**Stated problem:**
Reproduce every line of the data below word for word, changing nothing.

**Information given:**
+ + +
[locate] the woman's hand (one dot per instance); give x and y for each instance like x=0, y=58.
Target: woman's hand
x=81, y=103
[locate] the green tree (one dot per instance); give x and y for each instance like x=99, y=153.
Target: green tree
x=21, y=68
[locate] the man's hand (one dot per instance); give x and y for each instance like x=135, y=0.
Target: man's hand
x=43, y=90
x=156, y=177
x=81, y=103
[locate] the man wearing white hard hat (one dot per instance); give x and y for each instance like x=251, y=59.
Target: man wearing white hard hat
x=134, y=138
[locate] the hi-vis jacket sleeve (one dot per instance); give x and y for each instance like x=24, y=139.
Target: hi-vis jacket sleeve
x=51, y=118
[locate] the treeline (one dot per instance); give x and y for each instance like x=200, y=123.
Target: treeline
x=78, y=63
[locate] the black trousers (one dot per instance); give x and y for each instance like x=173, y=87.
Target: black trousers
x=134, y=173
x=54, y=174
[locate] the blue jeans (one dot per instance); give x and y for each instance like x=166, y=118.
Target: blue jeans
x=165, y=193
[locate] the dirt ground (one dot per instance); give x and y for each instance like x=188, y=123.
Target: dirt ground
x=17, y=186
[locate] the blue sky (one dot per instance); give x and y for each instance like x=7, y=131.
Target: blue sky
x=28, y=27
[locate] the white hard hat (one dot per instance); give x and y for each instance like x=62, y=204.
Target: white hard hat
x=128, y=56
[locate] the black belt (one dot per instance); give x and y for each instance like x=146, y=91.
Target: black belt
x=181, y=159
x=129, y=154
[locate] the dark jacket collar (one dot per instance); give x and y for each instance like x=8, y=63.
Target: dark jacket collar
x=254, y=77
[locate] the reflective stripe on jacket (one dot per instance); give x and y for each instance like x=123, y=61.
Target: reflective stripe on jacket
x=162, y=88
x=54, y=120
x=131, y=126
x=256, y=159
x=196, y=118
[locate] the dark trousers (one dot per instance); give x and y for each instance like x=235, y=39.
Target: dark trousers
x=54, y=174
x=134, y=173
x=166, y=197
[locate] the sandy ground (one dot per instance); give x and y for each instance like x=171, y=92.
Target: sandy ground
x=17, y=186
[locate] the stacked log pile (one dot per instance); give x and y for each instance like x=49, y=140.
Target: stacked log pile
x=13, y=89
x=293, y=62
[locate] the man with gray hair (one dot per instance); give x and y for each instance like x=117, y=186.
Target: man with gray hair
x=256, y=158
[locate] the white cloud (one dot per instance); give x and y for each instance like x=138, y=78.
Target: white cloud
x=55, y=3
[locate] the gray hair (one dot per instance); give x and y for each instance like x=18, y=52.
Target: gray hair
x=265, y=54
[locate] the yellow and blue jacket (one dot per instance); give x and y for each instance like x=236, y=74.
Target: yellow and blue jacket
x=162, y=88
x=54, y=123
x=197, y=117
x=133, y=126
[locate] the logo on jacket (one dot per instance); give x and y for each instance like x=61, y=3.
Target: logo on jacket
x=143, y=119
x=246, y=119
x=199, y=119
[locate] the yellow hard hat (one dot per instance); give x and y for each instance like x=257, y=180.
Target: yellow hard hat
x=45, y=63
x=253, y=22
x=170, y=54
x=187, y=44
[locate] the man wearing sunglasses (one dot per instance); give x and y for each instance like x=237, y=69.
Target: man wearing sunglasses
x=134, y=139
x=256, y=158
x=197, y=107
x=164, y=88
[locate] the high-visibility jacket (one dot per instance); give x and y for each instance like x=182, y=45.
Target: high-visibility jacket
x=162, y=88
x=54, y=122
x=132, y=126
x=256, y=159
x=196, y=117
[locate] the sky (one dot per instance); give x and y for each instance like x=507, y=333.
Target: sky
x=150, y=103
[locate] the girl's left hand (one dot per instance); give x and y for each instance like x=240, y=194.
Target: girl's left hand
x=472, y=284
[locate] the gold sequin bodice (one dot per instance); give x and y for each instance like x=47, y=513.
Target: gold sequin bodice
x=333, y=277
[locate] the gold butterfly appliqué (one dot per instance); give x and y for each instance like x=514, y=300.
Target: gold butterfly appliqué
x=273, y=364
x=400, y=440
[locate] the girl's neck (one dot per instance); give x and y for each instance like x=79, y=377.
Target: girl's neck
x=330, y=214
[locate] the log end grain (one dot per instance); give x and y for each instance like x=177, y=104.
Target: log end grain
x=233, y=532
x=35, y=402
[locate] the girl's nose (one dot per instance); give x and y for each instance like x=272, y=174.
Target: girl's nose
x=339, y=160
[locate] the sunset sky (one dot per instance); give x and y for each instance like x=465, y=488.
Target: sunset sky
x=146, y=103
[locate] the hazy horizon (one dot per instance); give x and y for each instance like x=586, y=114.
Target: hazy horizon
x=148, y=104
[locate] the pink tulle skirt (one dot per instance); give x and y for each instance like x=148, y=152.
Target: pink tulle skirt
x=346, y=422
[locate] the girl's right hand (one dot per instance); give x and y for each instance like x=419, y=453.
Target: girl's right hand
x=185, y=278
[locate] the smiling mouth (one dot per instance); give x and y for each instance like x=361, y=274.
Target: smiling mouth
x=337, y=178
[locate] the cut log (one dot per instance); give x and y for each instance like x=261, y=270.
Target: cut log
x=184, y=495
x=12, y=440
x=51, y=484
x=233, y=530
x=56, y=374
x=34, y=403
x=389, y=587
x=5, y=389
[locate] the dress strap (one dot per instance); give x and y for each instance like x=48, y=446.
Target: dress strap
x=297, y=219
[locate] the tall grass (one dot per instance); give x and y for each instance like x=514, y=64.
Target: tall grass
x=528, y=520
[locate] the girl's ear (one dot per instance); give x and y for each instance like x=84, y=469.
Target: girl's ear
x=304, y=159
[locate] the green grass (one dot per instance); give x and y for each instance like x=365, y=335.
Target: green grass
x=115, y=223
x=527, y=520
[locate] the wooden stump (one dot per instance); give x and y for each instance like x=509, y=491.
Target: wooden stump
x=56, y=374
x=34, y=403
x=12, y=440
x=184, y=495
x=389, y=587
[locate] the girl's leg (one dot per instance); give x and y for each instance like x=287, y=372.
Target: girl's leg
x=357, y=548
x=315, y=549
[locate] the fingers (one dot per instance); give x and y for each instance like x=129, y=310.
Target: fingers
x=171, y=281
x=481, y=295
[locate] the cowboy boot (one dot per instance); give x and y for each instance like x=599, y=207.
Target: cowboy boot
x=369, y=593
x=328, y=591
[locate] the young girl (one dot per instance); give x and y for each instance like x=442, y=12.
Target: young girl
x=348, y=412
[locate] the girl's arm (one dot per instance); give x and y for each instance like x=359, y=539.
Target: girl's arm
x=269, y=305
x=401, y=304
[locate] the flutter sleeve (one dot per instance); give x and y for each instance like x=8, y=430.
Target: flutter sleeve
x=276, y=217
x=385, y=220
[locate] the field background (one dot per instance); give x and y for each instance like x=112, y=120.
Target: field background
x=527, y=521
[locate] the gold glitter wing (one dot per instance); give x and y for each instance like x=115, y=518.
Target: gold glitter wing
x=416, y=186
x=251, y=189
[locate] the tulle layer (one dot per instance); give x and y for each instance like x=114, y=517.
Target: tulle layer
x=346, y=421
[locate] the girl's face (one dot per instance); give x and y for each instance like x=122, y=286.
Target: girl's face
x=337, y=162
+ + +
**Answer to this task:**
[locate] the woman's hand (one dot per instance); give x and y for each instance like x=0, y=58.
Target: woman's hand
x=81, y=103
[locate] the green tree (one dot per instance); give x and y for each instance like x=99, y=153.
Target: green tree
x=21, y=68
[locate] the man's hand (one dot per instance); give x and y for each instance like x=135, y=0.
Target: man's hand
x=43, y=90
x=156, y=177
x=81, y=103
[locate] the man wearing white hard hat (one dot per instance); give x and y for each instance like x=251, y=59.
Target: man wearing white hard hat
x=134, y=138
[locate] the hi-vis jacket sleeve (one dot per instance); give x and y for each instance like x=24, y=139.
Target: hi-vis jacket sleeve
x=51, y=118
[locate] the treeline (one dot per instance); give x and y for each instance like x=200, y=123.
Target: treeline
x=78, y=63
[locate] the black trousers (one dot per instance); give x and y for each instance like x=173, y=87.
Target: black trousers
x=134, y=173
x=54, y=174
[locate] the blue jeans (one dot per instance); give x and y for each instance like x=166, y=118.
Target: blue jeans
x=165, y=193
[locate] the dirt ground (one dot per instance); give x and y for each instance like x=188, y=123.
Target: dirt ground
x=17, y=186
[locate] the blue sky (one dot per instance); give x and y for each instance like x=7, y=131.
Target: blue sky
x=28, y=27
[locate] the white hard hat (one dot per instance); give x and y for each instance like x=62, y=204.
Target: white hard hat
x=128, y=56
[locate] the black belt (one dot per instance); give x and y for each instance like x=146, y=91.
Target: black belt
x=181, y=159
x=129, y=154
[locate] the dark jacket collar (one dot per instance); give x and y for each instance like x=8, y=63.
Target: dark jacket collar
x=254, y=77
[locate] the reflective stripe on jacket (one dot per instance); give x and y for each instance like x=123, y=61.
Target: reflective stripe on jacket
x=162, y=88
x=54, y=120
x=131, y=126
x=256, y=159
x=196, y=118
[locate] the dark trousers (one dot per instance); give x and y for each instance like x=235, y=39.
Target: dark trousers
x=54, y=174
x=134, y=173
x=166, y=197
[locate] the sandy ground (one dot per instance); give x and y for each instance like x=171, y=92.
Target: sandy ground
x=17, y=186
[locate] the stacked log pile (one dot per instance); give x and y for each instance like x=49, y=140.
Target: stacked log pile
x=13, y=89
x=293, y=62
[locate] the man with gray hair (one dot per instance); give x and y for each instance like x=117, y=186.
Target: man with gray hair
x=256, y=158
[locate] the white cloud (one dot per instance); give x and y for each instance like x=138, y=78.
Target: white cloud
x=55, y=3
[locate] the gray hair (one dot per instance); give x and y for each instance like x=18, y=52.
Target: gray hair
x=265, y=54
[locate] the yellow and blue jacket (one dot per instance); give x and y for each instance like x=236, y=74.
Target: yellow and blue jacket
x=162, y=88
x=54, y=123
x=197, y=117
x=133, y=126
[locate] the logo on jacket (one dot per instance); give x and y for each instance like x=61, y=3.
Target: logo on jacket
x=143, y=119
x=246, y=119
x=199, y=119
[locate] the yellow hard hat (one dot per instance); give x and y for each instance like x=257, y=180.
Target: yellow hard hat
x=45, y=63
x=253, y=22
x=170, y=54
x=187, y=44
[locate] the man wearing sunglasses (one dot per instance); give x and y for each instance like x=237, y=69.
Target: man wearing sunglasses
x=134, y=139
x=256, y=158
x=197, y=107
x=164, y=88
[locate] the high-visibility jacket (one dot per instance); give x and y for each instance like x=182, y=45.
Target: high-visibility jacket
x=162, y=88
x=54, y=122
x=132, y=126
x=256, y=159
x=196, y=117
[locate] the sky (one dot per instance); give x and y for each instance like x=507, y=333.
Target: sky
x=150, y=103
[locate] the girl's left hand (one dot per instance); give x and y for each instance like x=240, y=194.
Target: girl's left hand
x=472, y=284
[locate] the gold sequin bodice (one dot per instance); give x and y for each instance like x=47, y=513.
Target: gold sequin bodice
x=333, y=277
[locate] the gold butterfly appliqué (one dot per instance); give x and y for each instance like x=514, y=300.
Target: gold butterfly appliqué
x=273, y=364
x=400, y=440
[locate] the girl's neck (one dot per instance); give x and y for each instance like x=79, y=377.
Target: girl's neck
x=330, y=214
[locate] the log end grain (one dot per instance); give x and y for each instance like x=177, y=104.
Target: log end grain
x=233, y=532
x=35, y=402
[locate] the girl's nose (one dot per instance); give x and y for each instance like x=272, y=174.
Target: girl's nose
x=339, y=160
[locate] the sunset sky (one dot per instance); give x and y for each instance like x=465, y=488.
Target: sunset sky
x=146, y=103
[locate] the hazy horizon (one dot per instance); give x and y for each instance like x=586, y=114.
Target: hazy horizon
x=148, y=104
[locate] the pink tulle skirt (one dot per instance); give x and y for each instance like x=148, y=152.
Target: pink tulle skirt
x=346, y=422
[locate] the girl's right hand (one dot per instance); give x and y for each instance like x=419, y=453.
Target: girl's right hand
x=185, y=278
[locate] the smiling mouth (one dot per instance); give x and y for each instance like x=361, y=274.
Target: smiling mouth
x=337, y=178
[locate] the cut log (one dot per instance); give x and y for each instance like x=261, y=270.
Target: cut log
x=184, y=495
x=12, y=440
x=51, y=484
x=233, y=530
x=56, y=374
x=34, y=403
x=389, y=587
x=5, y=389
[locate] the dress strap (one dot per instance); give x and y for each instance like x=48, y=446.
Target: dress strap
x=297, y=219
[locate] the tall grass (one dot per instance); give x and y for each instance like x=514, y=64.
Target: tall grass
x=528, y=520
[locate] the girl's ear (one dot per instance); give x and y for each instance like x=84, y=469.
Target: girl's ear
x=304, y=159
[locate] the green grass (one dot per instance); give x and y for each instance like x=365, y=335.
Target: green grass
x=115, y=223
x=527, y=520
[locate] the wooden stump (one dot per instance); give x and y for each instance like x=509, y=491.
Target: wooden stump
x=56, y=374
x=34, y=403
x=12, y=440
x=184, y=495
x=389, y=587
[locate] the girl's leg (one dot per instance); give x and y for each instance like x=287, y=372.
Target: girl's leg
x=357, y=548
x=315, y=549
[locate] the fingers (one dot per instance); give x and y for each instance like x=129, y=310.
Target: fingers
x=171, y=281
x=481, y=295
[locate] the cowboy boot (one dot per instance); give x and y for each instance like x=599, y=207.
Target: cowboy boot
x=369, y=593
x=328, y=591
[locate] the young girl (one dot per instance); give x and y for each instance like x=442, y=12.
Target: young girl
x=348, y=412
[locate] the girl's arm (one dot per instance); give x and y for each instance like x=359, y=539.
Target: girl's arm
x=269, y=305
x=401, y=304
[locate] the flutter sleeve (one dot per instance); give x and y for each instance like x=8, y=430.
Target: flutter sleeve
x=276, y=217
x=385, y=220
[locate] the field background (one dot per instance); give x and y for each instance like x=112, y=120.
Target: field background
x=527, y=521
[locate] the gold glitter wing (one dot per instance); give x and y for each instance like x=115, y=518.
Target: gold glitter wing
x=416, y=186
x=251, y=189
[locate] the tulle layer (one dot per instance); give x and y for each instance like x=114, y=517.
Target: tulle layer
x=346, y=421
[locate] the girl's face (one dot per instance); give x and y for each instance like x=122, y=286.
Target: girl's face
x=337, y=162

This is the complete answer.